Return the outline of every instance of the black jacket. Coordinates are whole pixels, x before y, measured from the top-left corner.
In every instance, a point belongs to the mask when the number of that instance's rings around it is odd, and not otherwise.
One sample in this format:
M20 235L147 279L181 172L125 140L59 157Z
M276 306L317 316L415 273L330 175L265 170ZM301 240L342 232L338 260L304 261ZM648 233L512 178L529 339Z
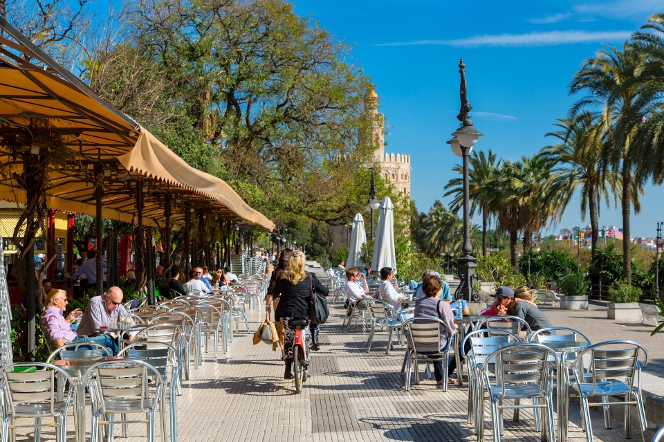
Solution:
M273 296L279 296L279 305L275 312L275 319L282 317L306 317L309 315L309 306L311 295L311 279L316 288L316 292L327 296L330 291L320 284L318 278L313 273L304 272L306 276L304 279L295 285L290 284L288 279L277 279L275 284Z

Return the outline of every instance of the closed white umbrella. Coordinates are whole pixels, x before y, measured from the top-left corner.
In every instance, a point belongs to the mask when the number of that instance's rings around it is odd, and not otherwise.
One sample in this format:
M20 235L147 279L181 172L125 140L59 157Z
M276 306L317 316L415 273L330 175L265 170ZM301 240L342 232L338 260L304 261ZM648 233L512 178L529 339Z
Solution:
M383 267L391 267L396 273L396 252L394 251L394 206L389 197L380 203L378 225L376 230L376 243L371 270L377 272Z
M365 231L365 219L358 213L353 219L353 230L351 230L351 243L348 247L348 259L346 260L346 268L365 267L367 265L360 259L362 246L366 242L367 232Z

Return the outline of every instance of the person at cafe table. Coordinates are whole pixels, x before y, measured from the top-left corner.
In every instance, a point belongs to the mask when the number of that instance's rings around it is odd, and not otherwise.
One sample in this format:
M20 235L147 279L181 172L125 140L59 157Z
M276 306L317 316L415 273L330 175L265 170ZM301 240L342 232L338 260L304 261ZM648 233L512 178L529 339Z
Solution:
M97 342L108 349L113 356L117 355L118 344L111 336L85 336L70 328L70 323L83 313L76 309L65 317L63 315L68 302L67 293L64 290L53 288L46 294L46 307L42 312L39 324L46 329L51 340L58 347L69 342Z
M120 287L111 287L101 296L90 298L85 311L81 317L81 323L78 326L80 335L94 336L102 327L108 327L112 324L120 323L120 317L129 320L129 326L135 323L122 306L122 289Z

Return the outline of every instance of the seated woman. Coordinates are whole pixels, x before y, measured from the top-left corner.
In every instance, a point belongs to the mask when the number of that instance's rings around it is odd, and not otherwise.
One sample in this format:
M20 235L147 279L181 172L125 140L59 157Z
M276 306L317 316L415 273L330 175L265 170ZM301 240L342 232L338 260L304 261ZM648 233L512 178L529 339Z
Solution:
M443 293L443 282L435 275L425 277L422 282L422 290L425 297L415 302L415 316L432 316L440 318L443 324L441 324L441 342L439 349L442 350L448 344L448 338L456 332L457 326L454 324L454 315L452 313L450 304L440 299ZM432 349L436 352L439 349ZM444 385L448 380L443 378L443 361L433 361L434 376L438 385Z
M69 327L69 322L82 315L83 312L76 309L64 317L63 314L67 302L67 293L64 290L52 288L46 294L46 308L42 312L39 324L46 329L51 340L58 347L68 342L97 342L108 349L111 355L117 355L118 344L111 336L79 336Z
#####
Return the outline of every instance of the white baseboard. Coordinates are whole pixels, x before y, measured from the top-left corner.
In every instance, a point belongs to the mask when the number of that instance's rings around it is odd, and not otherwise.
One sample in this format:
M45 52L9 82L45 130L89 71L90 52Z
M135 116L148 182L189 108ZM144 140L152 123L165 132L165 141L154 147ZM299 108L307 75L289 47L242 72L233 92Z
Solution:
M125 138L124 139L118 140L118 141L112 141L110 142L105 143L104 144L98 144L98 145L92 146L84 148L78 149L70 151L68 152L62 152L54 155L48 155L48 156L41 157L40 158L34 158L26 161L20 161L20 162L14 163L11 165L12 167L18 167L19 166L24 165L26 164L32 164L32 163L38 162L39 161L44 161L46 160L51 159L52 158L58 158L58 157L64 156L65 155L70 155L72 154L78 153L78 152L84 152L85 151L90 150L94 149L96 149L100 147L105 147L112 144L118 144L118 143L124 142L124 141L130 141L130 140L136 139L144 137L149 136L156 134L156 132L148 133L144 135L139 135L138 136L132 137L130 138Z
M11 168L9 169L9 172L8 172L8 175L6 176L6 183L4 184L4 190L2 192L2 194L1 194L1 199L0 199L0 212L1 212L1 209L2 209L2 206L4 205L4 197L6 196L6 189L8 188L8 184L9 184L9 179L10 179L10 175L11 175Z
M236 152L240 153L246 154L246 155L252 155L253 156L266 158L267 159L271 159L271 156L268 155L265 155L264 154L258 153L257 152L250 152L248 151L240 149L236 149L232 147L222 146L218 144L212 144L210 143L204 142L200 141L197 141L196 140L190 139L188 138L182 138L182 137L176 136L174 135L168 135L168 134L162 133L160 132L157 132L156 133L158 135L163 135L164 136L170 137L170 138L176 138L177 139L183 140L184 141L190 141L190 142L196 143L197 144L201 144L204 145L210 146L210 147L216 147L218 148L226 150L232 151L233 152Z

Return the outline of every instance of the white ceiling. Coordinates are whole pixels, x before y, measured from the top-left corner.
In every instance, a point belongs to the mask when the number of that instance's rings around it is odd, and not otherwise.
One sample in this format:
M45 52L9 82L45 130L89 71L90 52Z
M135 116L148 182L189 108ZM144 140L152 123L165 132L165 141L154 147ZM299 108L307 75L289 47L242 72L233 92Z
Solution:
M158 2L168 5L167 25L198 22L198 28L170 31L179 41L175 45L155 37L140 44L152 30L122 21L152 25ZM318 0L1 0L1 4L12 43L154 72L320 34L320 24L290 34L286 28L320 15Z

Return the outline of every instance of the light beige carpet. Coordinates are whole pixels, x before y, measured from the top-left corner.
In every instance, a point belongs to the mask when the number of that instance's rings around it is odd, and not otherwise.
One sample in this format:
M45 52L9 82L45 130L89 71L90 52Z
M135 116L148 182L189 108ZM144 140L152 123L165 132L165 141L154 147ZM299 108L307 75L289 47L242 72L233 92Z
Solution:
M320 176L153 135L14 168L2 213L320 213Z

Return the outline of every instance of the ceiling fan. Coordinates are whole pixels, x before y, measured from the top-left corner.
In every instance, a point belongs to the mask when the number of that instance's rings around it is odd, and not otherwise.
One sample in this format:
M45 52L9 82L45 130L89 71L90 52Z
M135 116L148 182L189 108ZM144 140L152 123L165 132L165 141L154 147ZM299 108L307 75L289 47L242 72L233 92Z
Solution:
#####
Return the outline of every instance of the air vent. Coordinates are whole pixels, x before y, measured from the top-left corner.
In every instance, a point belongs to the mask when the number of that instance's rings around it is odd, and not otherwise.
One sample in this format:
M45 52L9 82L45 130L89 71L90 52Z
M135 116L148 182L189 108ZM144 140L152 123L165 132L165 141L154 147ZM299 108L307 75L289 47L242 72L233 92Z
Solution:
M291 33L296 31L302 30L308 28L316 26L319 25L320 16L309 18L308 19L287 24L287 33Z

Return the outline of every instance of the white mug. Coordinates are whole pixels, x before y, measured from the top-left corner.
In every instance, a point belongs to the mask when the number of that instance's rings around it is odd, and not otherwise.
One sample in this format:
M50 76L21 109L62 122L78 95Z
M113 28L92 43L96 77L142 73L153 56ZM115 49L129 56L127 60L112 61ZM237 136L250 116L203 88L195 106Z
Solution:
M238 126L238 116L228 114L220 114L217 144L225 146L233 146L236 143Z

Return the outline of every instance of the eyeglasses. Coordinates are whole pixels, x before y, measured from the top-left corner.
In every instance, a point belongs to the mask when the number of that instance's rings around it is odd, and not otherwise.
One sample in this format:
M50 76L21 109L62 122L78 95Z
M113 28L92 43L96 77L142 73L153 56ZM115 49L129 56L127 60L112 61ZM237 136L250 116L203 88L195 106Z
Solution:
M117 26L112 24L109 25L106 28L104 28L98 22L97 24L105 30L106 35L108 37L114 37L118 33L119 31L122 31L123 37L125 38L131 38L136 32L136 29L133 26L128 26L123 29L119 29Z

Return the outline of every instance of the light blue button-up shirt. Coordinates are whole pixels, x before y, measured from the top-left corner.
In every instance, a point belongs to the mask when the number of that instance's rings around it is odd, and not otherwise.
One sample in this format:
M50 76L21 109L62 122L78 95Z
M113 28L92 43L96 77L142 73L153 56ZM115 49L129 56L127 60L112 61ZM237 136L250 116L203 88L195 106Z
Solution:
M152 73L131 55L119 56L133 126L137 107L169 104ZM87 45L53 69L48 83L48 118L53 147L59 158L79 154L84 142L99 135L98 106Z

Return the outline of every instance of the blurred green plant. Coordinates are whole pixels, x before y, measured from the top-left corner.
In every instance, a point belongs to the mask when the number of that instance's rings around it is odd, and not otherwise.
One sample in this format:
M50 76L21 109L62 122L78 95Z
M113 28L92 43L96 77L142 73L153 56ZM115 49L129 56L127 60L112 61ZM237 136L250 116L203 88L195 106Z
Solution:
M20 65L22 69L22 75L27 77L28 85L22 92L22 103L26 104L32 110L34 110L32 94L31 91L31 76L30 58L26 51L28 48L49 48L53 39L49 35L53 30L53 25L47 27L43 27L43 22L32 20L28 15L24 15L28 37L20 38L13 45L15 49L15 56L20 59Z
#####
Goal: Count the lines in the records above that contain the string "ceiling". Reply with the number alone.

Problem solution: 2